> **What is asked**: Put the rows below into a two-column CSV with the headers "prompt" and "response", one CSV line per row. Place each row's text under "prompt" and its answer under "response", with each value in a single quoted field and any line breaks replaced by spaces.

(Entries from a dataset)
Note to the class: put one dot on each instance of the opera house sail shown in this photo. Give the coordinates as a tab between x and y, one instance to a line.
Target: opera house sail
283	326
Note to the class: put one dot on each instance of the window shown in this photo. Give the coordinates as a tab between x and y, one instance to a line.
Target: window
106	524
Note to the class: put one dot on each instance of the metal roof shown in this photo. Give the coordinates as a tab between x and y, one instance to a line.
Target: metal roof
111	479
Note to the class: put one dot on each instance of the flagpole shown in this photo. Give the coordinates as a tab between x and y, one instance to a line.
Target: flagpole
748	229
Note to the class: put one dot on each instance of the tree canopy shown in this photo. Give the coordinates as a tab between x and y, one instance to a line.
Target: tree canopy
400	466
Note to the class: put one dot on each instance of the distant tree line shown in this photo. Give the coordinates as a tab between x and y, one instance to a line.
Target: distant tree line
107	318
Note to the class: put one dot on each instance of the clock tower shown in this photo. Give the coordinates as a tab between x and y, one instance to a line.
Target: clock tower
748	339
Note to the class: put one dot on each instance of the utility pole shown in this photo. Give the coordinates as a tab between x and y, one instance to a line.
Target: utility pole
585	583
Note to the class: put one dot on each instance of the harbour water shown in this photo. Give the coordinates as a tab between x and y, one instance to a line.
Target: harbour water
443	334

> **Completed exercise**:
prompt,response
"Note to the class: put one dot on each instance of the opera house sail shown in this photo. Give the coordinates as a tab between x and y, one instance to a line. Target: opera house sail","283	326"
"Note to the class: put one dot on each instance of the window shown in this photo. Give the coordinates as a tab between x and y, one instance to a line. Target: window","106	524"
"Note to the class: put one dot on each instance of the metal roof shown in this photo. Give the coordinates as a tab between x and y, one instance to a line. Target: metal roof","111	479"
"Note to the class: put one dot on each instance of the flagpole shown in this photo. Give the coordinates as a tab between x and y, one instance to a line. Target: flagpole","748	229"
"Note to the class: put one dot on each instance of the tree canopy shown in this photo. Give the coordinates as a tab between x and y, one instance to a line. Target: tree canopy","400	466"
"Note to the class: put one dot on each instance of the distant tree line shown in this photo. Give the coordinates as a tab between x and y, one instance to a line. Target: distant tree line","107	318"
"Note to the class: put one dot on each instance of the clock tower shown in this photo. Give the coordinates as a tab between x and y, one instance to a line. Target: clock tower","748	339"
"Note to the class: put one dot on each instance of the utility pole shown in this photo. Give the coordinates as a tab between x and y, one instance to a line. Target: utility pole","585	583"
"Note to the class: put one dot on each instance of the harbour water shown in this photo. Give the coordinates as a tab between x and y, one instance to a line. Target: harbour water","443	334"